SOURCE.
--- begin ---

Dismiss Notice
Join Physics Forums Today!
The friendliest, high quality science and math community on the planet! Everyone who loves science is here!

BitTorrent file saving problem

  1. Apr 10, 2006 #1
    My friend and I are developing a BitTorrent Client for our CS class, but we've run into a dilemma. If anyone can point us in the right direction we'll be thankful.

    A little background info if you're unfamiliar with BT. The file that is to be downloaded from multiple peers is broken up into file_length/32K (+ 1) pieces (conventionally.) And typically BT clients do not choose the pieces in order to download (they use the rarest first algorithm.) That ought to be enough!

    Anyway, the scheme we developed was to create a 2D byte array of size [num_pieces][piece_length]. So once we've successfully downloaded a piece from a Peer and checked the infohashes and such, we dump the piece into its position in the byte array. We realized the problem of seriously overloading memory because the array in the data part of memory. Obviously this is a terrible solution..imagine downloading a 2Gb file and it all being stored in system memory (or VM) until it is finished.

--- end ---

TASKS TO PERFORM.
**A.** In the BitTorrent thread, switch "pieces" to "chunks" and give the passage again from "The friendliest, high" up to and including "to be enough!".
**B.** According to the BitTorrent thread, why is keeping downloaded pieces in a 2D byte array a terrible solution? Answer in one to three sentences.

GIVEN DATA.

--- begin ---

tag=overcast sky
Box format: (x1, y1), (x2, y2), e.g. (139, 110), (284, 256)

--- end ---

SOLUTIONS FOR EACH TASK.
**A.**
The friendliest, high quality science and math community on the planet! Everyone who loves science is here!

BitTorrent file saving problem

  1. Apr 10, 2006 #1
    My friend and I are developing a BitTorrent Client for our CS class, but we've run into a dilemma. If anyone can point us in the right direction we'll be thankful.

    A little background info if you're unfamiliar with BT. The file that is to be downloaded from multiple peers is broken up into file_length/32K (+ 1) chunks (conventionally.) And typically BT clients do not choose the chunks in order to download (they use the rarest first algorithm.) That ought to be enough!

**B.** The array sits in memory, so the whole file stays in system memory (or virtual memory) until the download is finished. This seriously overloads memory. A 2Gb file, for example, would be held there in full until it completes.